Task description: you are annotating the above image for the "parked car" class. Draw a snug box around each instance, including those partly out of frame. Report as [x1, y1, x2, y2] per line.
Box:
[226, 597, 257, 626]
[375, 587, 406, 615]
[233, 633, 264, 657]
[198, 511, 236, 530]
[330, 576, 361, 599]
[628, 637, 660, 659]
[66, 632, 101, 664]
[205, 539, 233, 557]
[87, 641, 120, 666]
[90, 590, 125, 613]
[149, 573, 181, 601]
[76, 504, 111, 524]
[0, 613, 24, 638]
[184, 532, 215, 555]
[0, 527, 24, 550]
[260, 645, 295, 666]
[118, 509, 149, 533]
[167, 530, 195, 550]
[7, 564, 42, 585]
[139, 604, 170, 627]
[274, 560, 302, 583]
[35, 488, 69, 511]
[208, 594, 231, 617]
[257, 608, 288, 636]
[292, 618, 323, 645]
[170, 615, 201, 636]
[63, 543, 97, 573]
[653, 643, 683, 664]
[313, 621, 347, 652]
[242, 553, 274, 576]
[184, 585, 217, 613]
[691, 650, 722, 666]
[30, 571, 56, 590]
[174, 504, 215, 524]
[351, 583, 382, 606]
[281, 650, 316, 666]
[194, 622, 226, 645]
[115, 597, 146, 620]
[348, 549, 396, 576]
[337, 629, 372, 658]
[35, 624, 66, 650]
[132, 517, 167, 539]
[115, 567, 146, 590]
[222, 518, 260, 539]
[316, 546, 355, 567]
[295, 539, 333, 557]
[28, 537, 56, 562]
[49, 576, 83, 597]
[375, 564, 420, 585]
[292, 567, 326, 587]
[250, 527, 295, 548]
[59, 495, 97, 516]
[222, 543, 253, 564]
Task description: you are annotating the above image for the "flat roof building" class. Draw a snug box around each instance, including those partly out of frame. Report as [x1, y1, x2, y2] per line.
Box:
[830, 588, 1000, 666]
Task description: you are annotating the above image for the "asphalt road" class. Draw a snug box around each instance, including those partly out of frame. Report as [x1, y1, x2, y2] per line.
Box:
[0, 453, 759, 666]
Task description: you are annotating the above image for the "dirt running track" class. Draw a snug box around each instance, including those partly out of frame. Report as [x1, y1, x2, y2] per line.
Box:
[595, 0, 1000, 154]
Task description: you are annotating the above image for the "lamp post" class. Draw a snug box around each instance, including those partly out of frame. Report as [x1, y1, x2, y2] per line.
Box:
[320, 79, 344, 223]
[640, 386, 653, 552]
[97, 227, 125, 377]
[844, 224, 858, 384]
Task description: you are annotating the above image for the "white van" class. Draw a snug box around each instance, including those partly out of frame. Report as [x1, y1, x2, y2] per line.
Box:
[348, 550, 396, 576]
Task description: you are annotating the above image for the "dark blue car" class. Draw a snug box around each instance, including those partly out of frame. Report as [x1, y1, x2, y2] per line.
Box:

###

→ **Instruction**
Give back the lines above word for word, from the very first one through the line containing "[170, 615, 201, 636]", including both of those lines.

→ **Result for this exercise**
Task description: you are annotating the above image for the "parked car" class. Draw a snug box around each instance, including those partly out of frame. Report as [x1, y1, x2, y2] per line.
Box:
[226, 597, 257, 626]
[375, 587, 406, 615]
[233, 633, 264, 657]
[198, 511, 236, 530]
[330, 576, 361, 599]
[628, 637, 660, 659]
[66, 632, 101, 664]
[205, 539, 233, 557]
[87, 641, 120, 666]
[90, 590, 125, 613]
[149, 573, 181, 601]
[76, 504, 111, 524]
[0, 613, 24, 638]
[184, 532, 215, 555]
[0, 527, 24, 550]
[260, 645, 295, 666]
[118, 509, 149, 533]
[167, 530, 195, 550]
[7, 564, 42, 585]
[139, 604, 170, 627]
[274, 560, 302, 583]
[35, 488, 69, 511]
[208, 594, 231, 617]
[257, 608, 288, 636]
[292, 618, 323, 645]
[170, 615, 201, 636]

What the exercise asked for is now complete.